_WRITTEN TASK_
Please reproduce the listing below word for word, every line included.

-=-=-

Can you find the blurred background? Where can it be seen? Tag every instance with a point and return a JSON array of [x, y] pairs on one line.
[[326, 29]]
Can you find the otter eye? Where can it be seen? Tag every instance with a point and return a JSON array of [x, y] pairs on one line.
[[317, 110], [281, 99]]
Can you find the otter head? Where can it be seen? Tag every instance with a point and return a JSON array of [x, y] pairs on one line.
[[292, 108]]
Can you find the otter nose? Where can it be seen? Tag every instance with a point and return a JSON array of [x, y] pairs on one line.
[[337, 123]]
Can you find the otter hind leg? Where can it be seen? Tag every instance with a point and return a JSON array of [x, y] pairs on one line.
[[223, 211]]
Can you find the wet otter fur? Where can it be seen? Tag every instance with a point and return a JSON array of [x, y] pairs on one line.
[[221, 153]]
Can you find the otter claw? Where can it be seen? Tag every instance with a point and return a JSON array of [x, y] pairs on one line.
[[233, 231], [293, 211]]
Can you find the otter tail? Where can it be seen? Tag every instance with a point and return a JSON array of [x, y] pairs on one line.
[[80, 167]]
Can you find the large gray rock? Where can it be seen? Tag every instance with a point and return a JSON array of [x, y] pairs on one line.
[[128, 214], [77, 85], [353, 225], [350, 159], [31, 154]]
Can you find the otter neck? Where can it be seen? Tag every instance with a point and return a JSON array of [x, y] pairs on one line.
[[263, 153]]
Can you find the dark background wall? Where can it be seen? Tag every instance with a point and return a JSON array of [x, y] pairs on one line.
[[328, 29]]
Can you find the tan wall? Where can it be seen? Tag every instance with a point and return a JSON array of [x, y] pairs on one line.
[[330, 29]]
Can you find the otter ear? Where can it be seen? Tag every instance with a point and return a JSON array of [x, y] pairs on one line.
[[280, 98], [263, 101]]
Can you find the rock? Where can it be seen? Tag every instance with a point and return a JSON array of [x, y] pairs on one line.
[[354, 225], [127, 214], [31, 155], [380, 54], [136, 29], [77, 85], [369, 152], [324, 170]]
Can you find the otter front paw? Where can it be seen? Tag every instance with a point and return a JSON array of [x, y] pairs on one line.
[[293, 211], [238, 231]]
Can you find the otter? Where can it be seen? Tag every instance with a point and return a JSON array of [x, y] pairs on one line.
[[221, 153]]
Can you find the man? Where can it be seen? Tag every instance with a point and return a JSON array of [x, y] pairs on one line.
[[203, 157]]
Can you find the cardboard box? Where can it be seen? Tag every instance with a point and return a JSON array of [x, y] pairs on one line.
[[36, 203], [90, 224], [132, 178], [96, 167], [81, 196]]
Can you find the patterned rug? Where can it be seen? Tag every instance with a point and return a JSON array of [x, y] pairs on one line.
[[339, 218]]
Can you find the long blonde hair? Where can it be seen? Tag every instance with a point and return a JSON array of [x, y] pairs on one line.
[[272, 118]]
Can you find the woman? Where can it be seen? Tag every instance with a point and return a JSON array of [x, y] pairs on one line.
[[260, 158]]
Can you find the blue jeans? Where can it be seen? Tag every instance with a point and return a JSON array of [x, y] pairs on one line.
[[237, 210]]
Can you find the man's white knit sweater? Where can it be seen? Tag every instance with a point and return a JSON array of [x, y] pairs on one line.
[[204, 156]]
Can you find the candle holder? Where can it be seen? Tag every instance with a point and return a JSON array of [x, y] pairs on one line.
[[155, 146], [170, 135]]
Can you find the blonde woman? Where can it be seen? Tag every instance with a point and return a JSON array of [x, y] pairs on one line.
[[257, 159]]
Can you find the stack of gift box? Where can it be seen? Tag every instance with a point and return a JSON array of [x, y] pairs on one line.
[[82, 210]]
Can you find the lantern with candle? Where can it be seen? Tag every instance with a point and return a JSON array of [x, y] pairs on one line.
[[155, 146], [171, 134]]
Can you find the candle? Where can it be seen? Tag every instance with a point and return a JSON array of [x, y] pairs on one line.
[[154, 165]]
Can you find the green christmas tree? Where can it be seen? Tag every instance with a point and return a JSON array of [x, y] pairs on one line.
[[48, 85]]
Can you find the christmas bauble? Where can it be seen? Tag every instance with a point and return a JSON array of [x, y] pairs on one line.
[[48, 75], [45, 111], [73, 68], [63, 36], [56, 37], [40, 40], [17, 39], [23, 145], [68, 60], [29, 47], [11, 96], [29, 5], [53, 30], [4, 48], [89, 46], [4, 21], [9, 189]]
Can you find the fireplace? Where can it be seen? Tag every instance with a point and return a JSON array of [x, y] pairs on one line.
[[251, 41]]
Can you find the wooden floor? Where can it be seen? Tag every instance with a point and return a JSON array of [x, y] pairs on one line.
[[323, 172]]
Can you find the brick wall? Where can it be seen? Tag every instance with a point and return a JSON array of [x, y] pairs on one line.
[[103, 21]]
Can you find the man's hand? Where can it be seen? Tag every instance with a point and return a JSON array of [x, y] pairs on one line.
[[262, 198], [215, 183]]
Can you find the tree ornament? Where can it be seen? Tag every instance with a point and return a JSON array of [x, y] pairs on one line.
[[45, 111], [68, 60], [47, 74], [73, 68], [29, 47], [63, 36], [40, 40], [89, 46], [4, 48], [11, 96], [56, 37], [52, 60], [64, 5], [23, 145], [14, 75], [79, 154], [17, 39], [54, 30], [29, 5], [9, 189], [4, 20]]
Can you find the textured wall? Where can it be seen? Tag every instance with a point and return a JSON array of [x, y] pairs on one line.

-=-=-

_FULL OUTPUT_
Can you find the blurred background? Where can it be seen? Tag every instance with a point and return a JSON array of [x, y] pairs on one line.
[[326, 29]]
Can you find the otter eye? Where can it be seen? Tag every instance with a point and return a JSON array of [x, y] pairs on one line.
[[317, 110], [281, 99]]
Can you find the otter head? Where can it be seen? Tag every instance with a point and return a JSON array of [x, y] pairs on one line.
[[292, 108]]
Can you find the otter nose? Where can it be seen? Tag every instance with a point and return a JSON array of [x, y] pairs on one line.
[[337, 123]]
Can you find the otter hind leg? Where can it be seen? Tag every instance with a point and return a JSON array of [x, y] pairs on one line.
[[223, 211]]
Can you find the wet otter fur? Where can it be seen? Tag every instance with a point and return a JSON array of [x, y] pairs on one line.
[[221, 153]]
Can you find the otter claw? Where can it be seen? Tag every instance with a point and return a JSON array of [x, y] pairs on one line.
[[233, 231], [293, 211]]
Can you find the otter tail? Where can it be seen? Tag every instance with a point and return a JSON array of [x, y] pairs on one line.
[[80, 167]]
Can you find the large gray rock? Where can it be seen? Tag every instance with a point and return a JSON array of [x, y] pairs on one line.
[[128, 214], [77, 85], [353, 225], [350, 159], [31, 154]]
Can you find the otter neck? Where can it be seen? Tag every instance with a point and return a JSON array of [x, y] pairs on one line.
[[263, 153]]
Can you find the dark background wall? Where can it be seen? Tag every instance with a point and return a JSON array of [x, y] pairs on one line.
[[328, 29]]
Can you find the tan wall? Where can it be seen? Tag every instance with a point and return a JSON array of [x, y] pairs on one line.
[[330, 29]]
Can you find the otter ear? Where can it be seen? Tag every instance with a point and return a JSON array of [x, y] pairs on one line.
[[280, 98], [263, 101]]
Can you find the rock? Where can it be seen? Tag every instance with a point and return a JSON array of [x, y] pairs on one line.
[[354, 225], [127, 214], [31, 155], [380, 54], [136, 29], [77, 85], [369, 152], [324, 170]]
Can you find the otter front paw? Where can it be seen? Tag every instance with a point and return a JSON array of [x, y] pairs on one line.
[[293, 211], [238, 231]]
Can you find the otter? Where can it be seen? Tag every instance with a point and return a JSON array of [x, y] pairs on one line.
[[221, 153]]
Can you find the man? Where can it be seen? Tag every instance with a point and return a JSON array of [x, y] pairs on one line.
[[203, 157]]
Can you find the cardboard box? Where can it be seen? Tag every instance with a point and return a JSON array of [x, y] pairs on one line.
[[36, 203], [90, 224], [132, 178], [96, 167], [81, 196]]
Can you find the patterned rug? Where can it be seen? Tag every instance with a point and return a JSON array of [x, y] pairs on one line.
[[339, 218]]
Can you find the long blonde hair? Where can it be seen? Tag every instance with a point and return a JSON array of [x, y] pairs on one line.
[[272, 118]]
Can you find the woman? Where can it be seen? Tag every instance with a point and return a JSON array of [x, y] pairs on one line.
[[260, 158]]
Can you find the blue jeans? Where can it be seen? Tag every instance with a point and return a JSON array of [x, y] pairs on one line.
[[237, 210]]
Can you find the man's white knit sweater? Where can it be seen? Tag every instance with a point and return a JSON array of [x, y] pairs on one line.
[[204, 156]]
Can you find the candle holder? Where can it be seen? Tag every instance with a point and return a JSON array of [x, y] pairs on one line.
[[155, 146], [170, 135]]
Can you find the blonde woman? Where can it be seen? Tag every instance with a point and return a JSON array of [x, y] pairs on one line.
[[257, 159]]
Can you find the stack of gift box? Where can it be seen? Tag every instance with a point and return a JSON array of [x, y] pairs on one line.
[[82, 210]]
Can you find the lantern with candle? Where can it be seen? Tag every instance with a point and return a JSON array of [x, y] pairs on one line.
[[155, 146], [171, 134]]
Can you find the candle? Where can it be seen? Tag every instance with a point and return a JSON array of [x, y] pairs on one line.
[[154, 165]]
Can you find the green christmas tree? Where can it be seen? Tag every instance with a point and return a JSON array of [x, y] pairs on one line.
[[48, 85]]
Can you find the christmas bauble? Where can it be seen? Tag every instance with a point and return a JSON array of [x, y] pairs on one line.
[[48, 75], [45, 111], [73, 68], [63, 36], [56, 37], [40, 40], [17, 39], [23, 145], [68, 60], [29, 47], [11, 96], [29, 5], [53, 30], [4, 48], [89, 46], [4, 21], [9, 189]]
Can you find the fireplace? Where can it be seen? Tag every instance with a point and return a JSON array of [x, y] pairs on one line.
[[251, 41]]
Can you find the wooden floor? Where can it be seen? Tag every instance with a point and return a JSON array of [x, y] pairs on one line.
[[323, 172]]
Can you find the brick wall? Where can it be seen? Tag every instance with a point and return a JSON array of [x, y] pairs on one line.
[[103, 21]]
Can you find the man's hand? Where can it be seen? Tag every instance with a point and return a JSON array of [x, y] pairs on one line.
[[262, 198], [215, 183]]
Can you find the tree ornament? Where can it be seen? Tag every instance with a point and return a JSON array of [x, y] pairs on one line.
[[45, 111], [68, 60], [47, 74], [73, 68], [29, 47], [63, 36], [40, 40], [89, 46], [4, 48], [11, 96], [56, 37], [52, 60], [64, 5], [23, 145], [14, 75], [79, 154], [17, 39], [54, 30], [29, 5], [9, 189], [4, 20]]
Can you find the textured wall? Where can it be seen? Tag every instance with a point and return a JSON array of [x, y] pairs on one line.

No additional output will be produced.